---------- Information supplied ----------

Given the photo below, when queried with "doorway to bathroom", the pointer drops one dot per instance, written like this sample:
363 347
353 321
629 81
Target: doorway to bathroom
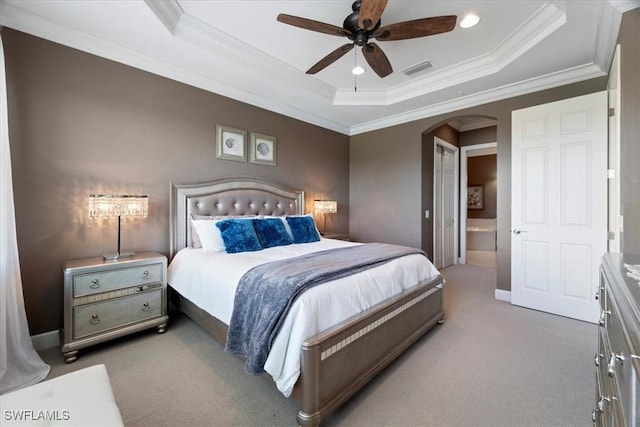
478 191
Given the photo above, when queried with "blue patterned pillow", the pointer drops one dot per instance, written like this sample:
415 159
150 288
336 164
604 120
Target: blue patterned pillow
303 229
238 235
271 232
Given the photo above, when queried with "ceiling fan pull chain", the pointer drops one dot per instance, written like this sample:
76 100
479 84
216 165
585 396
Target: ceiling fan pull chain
355 75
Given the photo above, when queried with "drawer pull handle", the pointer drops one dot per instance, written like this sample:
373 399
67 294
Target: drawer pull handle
611 371
603 316
599 408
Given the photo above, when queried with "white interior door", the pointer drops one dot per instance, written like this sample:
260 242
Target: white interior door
437 207
448 208
445 203
559 205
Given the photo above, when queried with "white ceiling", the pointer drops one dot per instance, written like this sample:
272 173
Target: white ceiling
237 49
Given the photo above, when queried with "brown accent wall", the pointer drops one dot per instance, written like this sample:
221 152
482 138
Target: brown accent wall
629 40
80 124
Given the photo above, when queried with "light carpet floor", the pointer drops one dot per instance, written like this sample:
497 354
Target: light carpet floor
489 364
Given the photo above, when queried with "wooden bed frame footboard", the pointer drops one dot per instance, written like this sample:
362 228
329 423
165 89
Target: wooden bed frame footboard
336 363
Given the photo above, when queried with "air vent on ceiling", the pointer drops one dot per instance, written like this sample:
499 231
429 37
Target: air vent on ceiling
417 68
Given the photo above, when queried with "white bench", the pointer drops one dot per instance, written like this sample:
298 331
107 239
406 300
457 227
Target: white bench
80 398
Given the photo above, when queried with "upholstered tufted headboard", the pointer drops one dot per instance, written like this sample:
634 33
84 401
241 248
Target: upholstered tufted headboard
234 196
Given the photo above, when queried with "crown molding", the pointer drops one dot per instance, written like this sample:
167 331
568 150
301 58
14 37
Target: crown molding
625 5
16 18
573 75
200 35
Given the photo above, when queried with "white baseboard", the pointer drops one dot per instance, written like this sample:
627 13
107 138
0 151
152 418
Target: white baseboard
503 295
46 340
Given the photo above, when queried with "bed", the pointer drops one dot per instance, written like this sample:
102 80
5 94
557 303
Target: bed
334 360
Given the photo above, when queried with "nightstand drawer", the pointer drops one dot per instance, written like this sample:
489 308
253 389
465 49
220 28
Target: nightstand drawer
108 280
93 318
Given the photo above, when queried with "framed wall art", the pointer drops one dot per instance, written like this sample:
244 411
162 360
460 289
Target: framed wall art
262 149
231 143
475 197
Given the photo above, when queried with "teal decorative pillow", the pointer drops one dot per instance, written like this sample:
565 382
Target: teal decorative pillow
239 235
271 232
303 229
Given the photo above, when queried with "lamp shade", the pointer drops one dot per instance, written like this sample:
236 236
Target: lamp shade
325 206
107 206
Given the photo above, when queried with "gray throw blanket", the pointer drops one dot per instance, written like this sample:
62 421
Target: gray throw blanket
266 292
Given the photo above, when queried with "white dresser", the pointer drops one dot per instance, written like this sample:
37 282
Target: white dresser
108 299
618 357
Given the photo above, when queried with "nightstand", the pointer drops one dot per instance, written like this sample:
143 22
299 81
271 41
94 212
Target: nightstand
337 236
104 300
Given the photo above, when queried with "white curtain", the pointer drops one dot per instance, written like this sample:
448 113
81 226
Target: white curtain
20 365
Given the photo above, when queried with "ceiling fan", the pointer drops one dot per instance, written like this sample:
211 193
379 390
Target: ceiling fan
364 24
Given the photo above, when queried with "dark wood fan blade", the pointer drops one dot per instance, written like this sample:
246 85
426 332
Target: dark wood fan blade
370 13
417 28
310 24
377 59
331 58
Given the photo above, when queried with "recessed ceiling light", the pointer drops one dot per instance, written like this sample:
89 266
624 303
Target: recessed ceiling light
470 20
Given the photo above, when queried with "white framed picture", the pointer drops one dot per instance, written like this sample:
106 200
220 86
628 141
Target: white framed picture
262 149
231 143
475 197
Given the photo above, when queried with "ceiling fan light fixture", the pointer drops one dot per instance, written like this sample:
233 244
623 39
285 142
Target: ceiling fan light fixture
469 20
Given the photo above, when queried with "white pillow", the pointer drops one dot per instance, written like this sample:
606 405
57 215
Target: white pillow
209 234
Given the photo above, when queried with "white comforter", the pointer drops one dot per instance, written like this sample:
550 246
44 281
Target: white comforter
209 280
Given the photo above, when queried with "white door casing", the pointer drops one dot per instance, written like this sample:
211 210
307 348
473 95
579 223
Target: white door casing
613 91
559 205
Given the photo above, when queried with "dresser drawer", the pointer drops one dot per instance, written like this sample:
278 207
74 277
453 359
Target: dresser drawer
93 318
109 280
620 365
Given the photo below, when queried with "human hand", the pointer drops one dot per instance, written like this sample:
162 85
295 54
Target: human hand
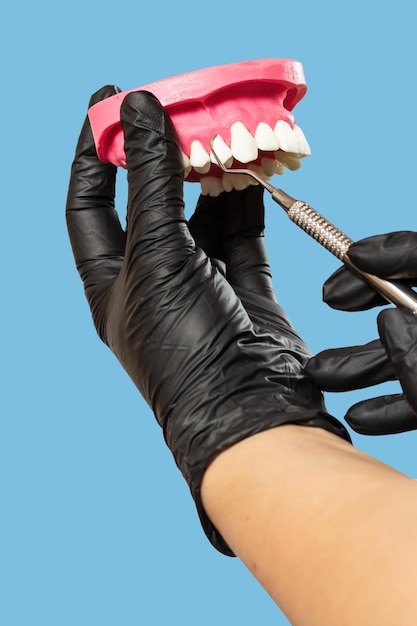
393 356
213 369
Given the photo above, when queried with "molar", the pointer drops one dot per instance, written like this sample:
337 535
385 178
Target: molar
304 148
286 137
222 150
265 138
199 157
186 164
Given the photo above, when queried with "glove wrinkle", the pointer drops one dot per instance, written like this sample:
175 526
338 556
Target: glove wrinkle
383 415
217 362
354 367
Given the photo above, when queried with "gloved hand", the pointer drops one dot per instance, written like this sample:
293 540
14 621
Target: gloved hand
393 356
214 367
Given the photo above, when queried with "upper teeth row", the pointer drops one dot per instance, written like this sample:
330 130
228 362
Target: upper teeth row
244 146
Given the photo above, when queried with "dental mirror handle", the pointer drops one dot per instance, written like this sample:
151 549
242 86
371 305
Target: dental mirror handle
334 240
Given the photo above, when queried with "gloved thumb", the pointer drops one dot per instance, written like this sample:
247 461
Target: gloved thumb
398 331
153 155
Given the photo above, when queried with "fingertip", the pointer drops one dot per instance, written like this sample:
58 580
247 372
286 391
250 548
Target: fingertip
143 110
103 93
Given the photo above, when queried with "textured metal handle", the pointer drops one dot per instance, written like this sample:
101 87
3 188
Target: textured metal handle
334 240
318 227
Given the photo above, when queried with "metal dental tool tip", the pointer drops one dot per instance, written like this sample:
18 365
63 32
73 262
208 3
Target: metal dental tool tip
330 237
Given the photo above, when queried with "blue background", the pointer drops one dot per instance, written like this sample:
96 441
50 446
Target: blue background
96 525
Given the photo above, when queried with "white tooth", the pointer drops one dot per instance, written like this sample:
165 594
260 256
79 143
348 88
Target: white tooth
286 137
265 138
269 166
222 150
243 145
186 164
211 186
302 141
289 161
199 157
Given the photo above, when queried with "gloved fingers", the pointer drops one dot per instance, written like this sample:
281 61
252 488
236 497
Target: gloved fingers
384 415
392 255
243 243
345 291
205 224
398 331
354 367
96 235
158 239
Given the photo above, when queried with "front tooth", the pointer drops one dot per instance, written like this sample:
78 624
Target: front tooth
286 137
186 164
211 186
199 157
243 145
304 148
265 138
222 150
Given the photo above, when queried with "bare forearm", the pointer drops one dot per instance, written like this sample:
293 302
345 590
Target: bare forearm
328 531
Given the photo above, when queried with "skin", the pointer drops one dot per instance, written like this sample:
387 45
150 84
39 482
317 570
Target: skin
294 501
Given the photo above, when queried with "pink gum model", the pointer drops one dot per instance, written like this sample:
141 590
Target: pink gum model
207 102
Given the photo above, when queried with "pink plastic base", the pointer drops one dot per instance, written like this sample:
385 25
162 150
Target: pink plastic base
208 101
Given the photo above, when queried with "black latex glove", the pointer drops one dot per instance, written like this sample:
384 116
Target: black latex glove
214 366
393 356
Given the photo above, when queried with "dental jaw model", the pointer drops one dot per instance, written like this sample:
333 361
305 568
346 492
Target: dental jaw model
247 108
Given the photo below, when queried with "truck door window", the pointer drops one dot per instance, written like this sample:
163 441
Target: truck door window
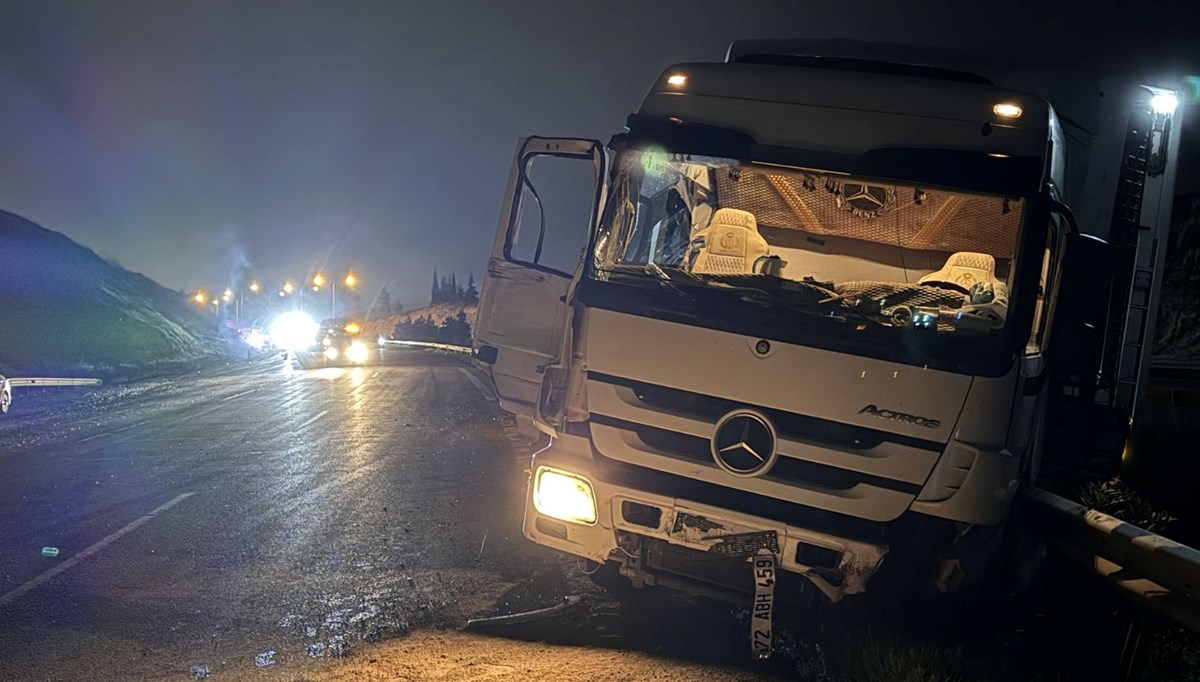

----------

Pick out every line in the items above that contains the word "upholstered", and copy each of those lines.

Given the photo above, when queried with "upholstered tufted headboard", the pointer drops one dot per instance, written like this sample:
Target: upholstered tufted headboard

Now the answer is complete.